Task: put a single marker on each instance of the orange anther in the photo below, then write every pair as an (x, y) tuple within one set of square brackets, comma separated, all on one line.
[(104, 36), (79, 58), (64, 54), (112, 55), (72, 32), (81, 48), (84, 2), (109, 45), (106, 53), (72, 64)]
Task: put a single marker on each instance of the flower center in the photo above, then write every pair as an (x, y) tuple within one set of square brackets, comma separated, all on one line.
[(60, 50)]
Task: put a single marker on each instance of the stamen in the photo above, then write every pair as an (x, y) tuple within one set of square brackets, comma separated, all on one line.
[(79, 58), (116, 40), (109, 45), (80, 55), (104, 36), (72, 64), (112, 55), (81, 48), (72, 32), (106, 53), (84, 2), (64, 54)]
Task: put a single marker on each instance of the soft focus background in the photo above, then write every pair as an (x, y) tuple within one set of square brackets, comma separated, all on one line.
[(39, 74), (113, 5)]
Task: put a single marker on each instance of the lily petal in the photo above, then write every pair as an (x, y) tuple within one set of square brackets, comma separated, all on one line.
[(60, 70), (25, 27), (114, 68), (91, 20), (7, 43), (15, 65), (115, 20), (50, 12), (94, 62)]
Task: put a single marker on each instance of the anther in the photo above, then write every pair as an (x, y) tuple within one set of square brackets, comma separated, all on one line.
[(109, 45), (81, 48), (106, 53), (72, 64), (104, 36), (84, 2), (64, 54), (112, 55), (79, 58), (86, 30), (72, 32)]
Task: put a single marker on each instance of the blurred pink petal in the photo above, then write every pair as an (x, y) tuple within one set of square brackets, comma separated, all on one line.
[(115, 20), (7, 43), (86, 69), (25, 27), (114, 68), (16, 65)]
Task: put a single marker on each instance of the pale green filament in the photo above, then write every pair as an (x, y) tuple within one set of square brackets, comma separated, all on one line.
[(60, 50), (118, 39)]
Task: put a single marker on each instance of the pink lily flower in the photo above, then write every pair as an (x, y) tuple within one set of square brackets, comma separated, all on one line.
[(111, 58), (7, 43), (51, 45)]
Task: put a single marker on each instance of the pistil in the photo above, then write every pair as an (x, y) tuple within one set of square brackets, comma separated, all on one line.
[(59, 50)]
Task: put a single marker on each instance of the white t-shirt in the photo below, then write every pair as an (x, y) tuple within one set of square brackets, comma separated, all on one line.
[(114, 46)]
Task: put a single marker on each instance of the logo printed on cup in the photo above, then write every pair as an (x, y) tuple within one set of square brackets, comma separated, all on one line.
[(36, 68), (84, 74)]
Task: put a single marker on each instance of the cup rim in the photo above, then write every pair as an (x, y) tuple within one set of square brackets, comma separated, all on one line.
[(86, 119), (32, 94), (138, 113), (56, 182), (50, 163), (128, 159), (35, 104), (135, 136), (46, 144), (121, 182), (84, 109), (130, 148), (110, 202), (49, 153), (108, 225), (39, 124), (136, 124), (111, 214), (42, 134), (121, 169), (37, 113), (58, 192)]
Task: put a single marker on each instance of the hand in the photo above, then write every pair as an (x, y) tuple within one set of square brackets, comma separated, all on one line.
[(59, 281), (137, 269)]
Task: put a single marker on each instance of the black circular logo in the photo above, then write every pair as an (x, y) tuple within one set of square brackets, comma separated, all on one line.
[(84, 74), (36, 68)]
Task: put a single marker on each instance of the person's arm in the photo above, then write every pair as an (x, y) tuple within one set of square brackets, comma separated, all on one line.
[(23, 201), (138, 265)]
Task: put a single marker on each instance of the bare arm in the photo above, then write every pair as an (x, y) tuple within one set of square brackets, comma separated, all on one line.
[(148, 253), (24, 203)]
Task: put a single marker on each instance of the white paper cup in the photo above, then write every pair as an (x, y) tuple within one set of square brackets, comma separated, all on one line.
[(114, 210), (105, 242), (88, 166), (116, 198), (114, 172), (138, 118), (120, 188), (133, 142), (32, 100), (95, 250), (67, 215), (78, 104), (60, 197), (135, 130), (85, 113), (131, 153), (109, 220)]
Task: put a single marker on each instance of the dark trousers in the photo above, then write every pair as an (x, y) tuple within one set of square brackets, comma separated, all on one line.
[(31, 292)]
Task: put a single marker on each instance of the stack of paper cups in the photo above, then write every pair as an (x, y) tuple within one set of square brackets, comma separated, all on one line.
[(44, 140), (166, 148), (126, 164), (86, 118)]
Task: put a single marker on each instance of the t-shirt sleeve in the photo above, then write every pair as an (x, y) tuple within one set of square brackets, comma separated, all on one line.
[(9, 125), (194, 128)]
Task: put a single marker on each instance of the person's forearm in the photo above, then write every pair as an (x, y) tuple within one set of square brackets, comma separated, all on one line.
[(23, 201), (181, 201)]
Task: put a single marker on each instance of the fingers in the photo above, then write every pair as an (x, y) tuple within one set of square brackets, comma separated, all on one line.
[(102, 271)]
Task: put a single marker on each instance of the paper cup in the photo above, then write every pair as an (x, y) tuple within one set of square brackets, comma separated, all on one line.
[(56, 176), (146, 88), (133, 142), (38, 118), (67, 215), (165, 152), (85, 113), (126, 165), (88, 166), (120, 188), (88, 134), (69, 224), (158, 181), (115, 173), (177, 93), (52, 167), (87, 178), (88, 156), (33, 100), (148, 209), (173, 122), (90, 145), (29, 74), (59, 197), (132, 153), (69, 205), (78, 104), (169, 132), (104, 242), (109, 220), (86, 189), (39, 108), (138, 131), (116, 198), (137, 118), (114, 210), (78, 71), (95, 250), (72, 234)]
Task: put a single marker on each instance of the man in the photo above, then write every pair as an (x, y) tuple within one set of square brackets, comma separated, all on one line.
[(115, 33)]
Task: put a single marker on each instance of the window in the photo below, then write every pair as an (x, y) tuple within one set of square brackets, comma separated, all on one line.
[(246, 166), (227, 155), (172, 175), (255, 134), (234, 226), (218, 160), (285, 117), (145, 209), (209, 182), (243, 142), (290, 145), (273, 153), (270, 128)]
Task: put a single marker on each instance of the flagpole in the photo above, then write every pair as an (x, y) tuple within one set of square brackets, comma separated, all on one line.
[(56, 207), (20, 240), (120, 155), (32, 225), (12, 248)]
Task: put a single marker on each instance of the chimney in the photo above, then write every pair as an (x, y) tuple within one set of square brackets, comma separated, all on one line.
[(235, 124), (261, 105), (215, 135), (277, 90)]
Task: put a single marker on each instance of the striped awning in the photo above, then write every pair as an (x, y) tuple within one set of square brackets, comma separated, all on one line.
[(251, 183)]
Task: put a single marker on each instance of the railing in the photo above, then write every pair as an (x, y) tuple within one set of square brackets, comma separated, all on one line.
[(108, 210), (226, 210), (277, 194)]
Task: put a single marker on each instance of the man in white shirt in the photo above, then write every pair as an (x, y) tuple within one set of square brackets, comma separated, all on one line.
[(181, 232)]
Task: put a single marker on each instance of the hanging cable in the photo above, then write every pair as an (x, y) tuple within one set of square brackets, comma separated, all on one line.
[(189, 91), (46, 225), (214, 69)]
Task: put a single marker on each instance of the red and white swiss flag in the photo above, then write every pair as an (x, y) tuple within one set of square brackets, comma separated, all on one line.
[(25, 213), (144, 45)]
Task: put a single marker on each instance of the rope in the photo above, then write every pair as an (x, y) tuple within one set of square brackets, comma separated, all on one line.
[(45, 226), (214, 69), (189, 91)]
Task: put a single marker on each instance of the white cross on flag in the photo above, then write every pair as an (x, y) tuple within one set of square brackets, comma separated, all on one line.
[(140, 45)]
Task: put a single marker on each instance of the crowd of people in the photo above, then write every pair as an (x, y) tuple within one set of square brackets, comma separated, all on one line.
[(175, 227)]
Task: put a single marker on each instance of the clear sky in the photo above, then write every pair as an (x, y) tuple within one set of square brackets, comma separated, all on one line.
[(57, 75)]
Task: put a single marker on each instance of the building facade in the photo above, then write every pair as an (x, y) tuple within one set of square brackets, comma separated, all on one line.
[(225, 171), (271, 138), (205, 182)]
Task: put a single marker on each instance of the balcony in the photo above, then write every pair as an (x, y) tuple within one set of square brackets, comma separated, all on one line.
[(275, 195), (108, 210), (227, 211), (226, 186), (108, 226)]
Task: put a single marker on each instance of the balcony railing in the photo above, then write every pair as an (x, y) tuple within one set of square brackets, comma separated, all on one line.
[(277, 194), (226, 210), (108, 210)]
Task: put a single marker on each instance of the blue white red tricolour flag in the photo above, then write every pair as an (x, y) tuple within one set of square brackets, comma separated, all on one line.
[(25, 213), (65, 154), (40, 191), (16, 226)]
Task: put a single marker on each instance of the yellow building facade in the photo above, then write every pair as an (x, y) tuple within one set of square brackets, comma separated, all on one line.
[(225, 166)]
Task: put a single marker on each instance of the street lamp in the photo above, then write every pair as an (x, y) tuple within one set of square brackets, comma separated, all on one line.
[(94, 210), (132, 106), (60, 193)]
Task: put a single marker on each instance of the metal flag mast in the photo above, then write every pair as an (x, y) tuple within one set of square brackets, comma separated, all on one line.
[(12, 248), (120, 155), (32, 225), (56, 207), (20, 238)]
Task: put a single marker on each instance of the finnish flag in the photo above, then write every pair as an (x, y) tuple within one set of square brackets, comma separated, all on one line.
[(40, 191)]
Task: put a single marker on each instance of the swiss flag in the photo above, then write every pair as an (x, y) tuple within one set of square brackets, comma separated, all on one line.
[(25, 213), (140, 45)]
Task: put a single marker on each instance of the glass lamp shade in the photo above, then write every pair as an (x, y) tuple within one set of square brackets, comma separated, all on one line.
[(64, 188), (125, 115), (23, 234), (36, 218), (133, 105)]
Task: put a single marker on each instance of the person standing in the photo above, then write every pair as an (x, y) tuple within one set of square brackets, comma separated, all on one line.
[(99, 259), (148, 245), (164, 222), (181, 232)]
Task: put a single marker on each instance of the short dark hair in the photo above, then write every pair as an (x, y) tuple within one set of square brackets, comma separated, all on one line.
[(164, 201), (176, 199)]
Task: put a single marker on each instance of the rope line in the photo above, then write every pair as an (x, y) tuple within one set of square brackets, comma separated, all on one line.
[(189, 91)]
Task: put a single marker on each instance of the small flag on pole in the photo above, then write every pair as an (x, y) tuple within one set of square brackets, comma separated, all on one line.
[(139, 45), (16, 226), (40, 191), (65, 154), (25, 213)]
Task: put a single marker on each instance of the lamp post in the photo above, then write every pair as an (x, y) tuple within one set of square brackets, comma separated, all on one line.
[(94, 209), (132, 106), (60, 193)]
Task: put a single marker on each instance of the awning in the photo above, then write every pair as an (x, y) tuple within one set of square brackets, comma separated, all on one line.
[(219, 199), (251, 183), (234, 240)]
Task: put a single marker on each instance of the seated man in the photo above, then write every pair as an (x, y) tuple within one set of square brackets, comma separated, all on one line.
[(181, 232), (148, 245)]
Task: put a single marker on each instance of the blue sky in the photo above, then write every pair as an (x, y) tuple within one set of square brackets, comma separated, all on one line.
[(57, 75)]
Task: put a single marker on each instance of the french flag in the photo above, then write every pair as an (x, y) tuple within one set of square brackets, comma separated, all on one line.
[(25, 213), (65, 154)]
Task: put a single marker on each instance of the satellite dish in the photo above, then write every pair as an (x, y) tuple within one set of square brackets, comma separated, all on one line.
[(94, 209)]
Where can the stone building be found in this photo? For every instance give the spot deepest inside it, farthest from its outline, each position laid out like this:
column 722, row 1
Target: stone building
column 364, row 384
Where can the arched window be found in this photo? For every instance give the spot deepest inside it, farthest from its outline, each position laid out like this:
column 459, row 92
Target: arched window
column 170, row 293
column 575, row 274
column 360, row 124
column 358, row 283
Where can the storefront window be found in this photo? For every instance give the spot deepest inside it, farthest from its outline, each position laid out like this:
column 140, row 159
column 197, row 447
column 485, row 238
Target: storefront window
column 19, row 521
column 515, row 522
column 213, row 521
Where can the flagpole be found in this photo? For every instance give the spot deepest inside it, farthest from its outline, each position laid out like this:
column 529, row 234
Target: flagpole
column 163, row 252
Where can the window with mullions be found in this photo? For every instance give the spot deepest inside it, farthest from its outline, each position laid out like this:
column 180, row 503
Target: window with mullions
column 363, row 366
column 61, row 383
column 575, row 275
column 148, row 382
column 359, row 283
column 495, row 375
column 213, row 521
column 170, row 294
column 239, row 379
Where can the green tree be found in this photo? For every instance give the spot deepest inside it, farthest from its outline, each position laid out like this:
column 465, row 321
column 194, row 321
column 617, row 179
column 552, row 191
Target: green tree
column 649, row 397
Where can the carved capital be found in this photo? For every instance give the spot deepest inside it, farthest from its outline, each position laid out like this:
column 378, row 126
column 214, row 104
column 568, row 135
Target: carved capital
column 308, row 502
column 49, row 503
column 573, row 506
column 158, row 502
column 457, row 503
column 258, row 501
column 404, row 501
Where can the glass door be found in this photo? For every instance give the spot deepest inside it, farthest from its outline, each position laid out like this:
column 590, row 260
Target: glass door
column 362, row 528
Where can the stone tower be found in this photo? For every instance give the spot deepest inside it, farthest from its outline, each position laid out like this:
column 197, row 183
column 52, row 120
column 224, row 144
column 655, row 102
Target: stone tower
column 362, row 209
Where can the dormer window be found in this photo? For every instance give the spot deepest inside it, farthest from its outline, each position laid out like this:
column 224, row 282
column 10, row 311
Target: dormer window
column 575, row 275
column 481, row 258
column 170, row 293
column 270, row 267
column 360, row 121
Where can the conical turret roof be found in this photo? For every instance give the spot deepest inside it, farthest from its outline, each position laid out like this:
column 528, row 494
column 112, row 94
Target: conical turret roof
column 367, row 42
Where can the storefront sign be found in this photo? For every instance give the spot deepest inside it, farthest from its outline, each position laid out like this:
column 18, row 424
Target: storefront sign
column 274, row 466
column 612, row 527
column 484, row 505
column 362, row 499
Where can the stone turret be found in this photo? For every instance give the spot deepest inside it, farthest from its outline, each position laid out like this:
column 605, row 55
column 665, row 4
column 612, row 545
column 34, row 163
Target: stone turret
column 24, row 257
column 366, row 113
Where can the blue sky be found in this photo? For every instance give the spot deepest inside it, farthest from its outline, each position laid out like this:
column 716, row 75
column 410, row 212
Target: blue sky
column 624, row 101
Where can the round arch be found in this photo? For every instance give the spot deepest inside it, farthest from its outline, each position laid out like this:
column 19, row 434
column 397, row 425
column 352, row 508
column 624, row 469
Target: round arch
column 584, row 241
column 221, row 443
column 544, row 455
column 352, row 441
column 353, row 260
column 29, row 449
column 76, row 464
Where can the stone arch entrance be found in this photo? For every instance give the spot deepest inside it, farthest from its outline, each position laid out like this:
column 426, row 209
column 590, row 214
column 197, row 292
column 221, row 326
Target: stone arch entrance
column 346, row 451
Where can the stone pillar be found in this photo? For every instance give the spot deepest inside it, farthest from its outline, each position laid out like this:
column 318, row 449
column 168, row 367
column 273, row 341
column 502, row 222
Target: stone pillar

• [EXERCISE REQUIREMENTS]
Rewrite the lines starting with the one that contains "Task: put a single marker on each instance of the flagpole" and going on through the one that contains "[(181, 232)]", replacing "marker" with "dot" and changing nothing else.

• [WRITTEN RESPONSE]
Task: put a single dot on each instance of the flagpole in the photo above, then write every pair as an (x, y) tuple within one set of square brackets, comma separated, all on one line.
[(56, 207), (20, 240), (120, 155), (32, 225), (12, 248)]
Task: put a single dot on each instance of the chimney in the photo above, then write every pair as an (x, y) tuple within one set of square brackets, comma separated, all on one line.
[(235, 124), (261, 105), (215, 135), (277, 90)]
Task: put a single dot on each instance of the striped awning in the photo above, then write every pair as an (x, y) tuple within one set of square brackets, comma separated, all on one line.
[(251, 183)]
Task: put a single dot on each instance of the railing in the photo above, then write every pair as an (x, y) tuple within one set of square brackets, comma separated, all on one line.
[(108, 210), (226, 210), (277, 194)]
Task: put a single dot on each instance of the man in white shirt in the photo above, then write every pair as an (x, y) tuple within one set of square brackets, comma separated, all on one line.
[(181, 232)]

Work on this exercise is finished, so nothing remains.